▶ _Task input_:
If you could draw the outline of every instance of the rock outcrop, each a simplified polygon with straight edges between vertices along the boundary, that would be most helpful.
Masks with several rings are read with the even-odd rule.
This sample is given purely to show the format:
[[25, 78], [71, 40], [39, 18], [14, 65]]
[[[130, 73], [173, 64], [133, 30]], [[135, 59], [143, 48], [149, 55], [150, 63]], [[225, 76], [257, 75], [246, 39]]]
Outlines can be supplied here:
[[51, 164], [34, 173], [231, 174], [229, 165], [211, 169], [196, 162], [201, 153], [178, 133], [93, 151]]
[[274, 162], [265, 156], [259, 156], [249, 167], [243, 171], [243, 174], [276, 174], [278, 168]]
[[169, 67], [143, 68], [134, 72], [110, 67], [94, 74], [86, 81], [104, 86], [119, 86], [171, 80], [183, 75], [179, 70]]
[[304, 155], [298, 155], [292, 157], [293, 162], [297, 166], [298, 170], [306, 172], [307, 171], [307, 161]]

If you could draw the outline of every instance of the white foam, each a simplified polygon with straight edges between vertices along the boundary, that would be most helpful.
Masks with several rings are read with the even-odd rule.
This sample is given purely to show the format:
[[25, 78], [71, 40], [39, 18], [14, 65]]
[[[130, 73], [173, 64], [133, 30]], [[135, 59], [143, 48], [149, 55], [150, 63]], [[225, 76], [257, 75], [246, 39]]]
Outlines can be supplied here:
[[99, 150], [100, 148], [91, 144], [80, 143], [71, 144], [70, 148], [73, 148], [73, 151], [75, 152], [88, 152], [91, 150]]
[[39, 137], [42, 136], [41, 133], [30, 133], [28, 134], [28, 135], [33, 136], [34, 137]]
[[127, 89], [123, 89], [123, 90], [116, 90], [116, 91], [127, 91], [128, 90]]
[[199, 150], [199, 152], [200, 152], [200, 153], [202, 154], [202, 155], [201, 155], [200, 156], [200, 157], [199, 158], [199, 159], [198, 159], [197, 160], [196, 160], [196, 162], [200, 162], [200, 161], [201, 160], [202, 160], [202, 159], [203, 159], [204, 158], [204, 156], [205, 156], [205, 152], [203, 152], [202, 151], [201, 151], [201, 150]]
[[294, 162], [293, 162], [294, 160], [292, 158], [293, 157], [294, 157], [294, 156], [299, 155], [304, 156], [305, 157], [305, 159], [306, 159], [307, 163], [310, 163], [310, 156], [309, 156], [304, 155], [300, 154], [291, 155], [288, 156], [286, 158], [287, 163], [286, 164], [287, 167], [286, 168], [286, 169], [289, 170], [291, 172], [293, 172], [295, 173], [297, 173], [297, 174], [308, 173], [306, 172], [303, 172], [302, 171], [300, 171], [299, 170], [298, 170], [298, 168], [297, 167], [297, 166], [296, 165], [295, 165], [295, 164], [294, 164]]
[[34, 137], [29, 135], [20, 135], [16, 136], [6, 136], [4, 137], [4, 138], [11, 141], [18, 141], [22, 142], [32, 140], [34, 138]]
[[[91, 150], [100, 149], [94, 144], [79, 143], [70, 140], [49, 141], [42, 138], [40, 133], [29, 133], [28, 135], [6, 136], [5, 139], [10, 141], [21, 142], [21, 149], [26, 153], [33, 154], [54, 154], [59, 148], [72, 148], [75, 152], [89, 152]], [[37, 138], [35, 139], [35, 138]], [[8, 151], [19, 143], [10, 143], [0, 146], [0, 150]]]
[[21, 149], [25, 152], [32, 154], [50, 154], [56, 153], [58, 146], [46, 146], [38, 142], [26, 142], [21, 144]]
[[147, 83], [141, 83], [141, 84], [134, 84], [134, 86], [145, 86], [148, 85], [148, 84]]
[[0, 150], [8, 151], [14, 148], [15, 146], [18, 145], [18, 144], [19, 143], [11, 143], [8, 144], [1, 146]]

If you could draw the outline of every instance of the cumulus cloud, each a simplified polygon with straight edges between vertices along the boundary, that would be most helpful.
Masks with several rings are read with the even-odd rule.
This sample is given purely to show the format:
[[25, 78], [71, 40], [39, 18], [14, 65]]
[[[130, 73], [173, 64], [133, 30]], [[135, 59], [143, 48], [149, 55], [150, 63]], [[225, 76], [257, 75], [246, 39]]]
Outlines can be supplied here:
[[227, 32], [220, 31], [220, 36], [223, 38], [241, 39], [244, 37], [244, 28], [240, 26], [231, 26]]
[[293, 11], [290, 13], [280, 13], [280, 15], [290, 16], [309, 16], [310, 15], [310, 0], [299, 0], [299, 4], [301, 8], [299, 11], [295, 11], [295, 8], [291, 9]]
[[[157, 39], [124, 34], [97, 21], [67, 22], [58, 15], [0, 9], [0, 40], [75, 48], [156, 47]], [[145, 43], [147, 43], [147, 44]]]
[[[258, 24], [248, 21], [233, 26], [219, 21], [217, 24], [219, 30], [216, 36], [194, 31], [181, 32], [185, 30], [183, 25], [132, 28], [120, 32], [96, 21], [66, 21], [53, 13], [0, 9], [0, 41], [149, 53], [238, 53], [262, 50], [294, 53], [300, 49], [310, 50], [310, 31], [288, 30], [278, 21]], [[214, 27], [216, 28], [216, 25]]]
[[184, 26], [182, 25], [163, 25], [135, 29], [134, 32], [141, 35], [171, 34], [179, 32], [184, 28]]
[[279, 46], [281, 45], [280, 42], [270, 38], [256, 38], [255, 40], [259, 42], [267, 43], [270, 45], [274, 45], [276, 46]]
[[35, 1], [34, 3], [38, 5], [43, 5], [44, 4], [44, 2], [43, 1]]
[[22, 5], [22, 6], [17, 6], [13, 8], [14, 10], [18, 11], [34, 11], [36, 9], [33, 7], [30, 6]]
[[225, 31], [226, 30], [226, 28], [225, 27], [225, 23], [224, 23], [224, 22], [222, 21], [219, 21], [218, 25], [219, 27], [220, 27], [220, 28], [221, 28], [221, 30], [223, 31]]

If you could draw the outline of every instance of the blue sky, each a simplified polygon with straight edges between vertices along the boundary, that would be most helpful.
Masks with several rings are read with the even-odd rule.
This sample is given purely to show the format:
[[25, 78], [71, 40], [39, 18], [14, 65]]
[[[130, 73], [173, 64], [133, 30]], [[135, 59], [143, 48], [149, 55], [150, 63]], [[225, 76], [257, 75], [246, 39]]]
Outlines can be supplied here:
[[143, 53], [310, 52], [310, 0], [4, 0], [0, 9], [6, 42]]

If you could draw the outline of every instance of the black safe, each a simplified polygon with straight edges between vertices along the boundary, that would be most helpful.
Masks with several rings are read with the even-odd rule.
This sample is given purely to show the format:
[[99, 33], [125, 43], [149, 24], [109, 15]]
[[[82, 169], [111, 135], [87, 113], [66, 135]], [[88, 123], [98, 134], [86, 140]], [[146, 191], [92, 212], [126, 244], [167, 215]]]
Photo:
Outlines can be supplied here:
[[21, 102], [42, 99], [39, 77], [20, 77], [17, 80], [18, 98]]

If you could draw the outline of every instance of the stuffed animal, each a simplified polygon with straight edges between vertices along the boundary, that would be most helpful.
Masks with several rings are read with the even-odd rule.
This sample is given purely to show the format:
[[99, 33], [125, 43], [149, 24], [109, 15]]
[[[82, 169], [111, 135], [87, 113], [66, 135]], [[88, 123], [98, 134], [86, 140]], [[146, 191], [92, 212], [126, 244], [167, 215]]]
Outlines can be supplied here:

▶ _To be done_: Repeat these lines of the data word for word, starting with the line that contains "of the black" and going on through the last line of the data.

▶ _Task response_:
If you could draw the outline of every instance of the black safe, each a simplified polygon with straight edges between vertices along the boundary, that would be most helpful.
Masks with several rings are read with the even-odd rule.
This sample is given purely to show the format:
[[99, 33], [125, 43], [149, 24], [109, 15]]
[[[82, 169], [111, 135], [87, 113], [66, 135]], [[88, 123], [98, 134], [86, 140]], [[146, 191], [92, 212], [126, 244], [167, 215]]]
Photo:
Outlines can be supplied here:
[[21, 102], [42, 99], [39, 77], [20, 77], [17, 80], [18, 98]]

If you could draw the outline of every instance of the stuffed animal, each a simplified polygon with straight edges between vertices along the boundary, that would be most helpful.
Masks with several rings are read with the even-odd rule.
This sample is given purely to show the format:
[[99, 33], [125, 43], [149, 24], [109, 15]]
[[[82, 169], [111, 135], [87, 113], [66, 135]], [[88, 123], [98, 134], [86, 140]], [[146, 191], [92, 212], [126, 244], [167, 215]]]
Outlines can be supplied here:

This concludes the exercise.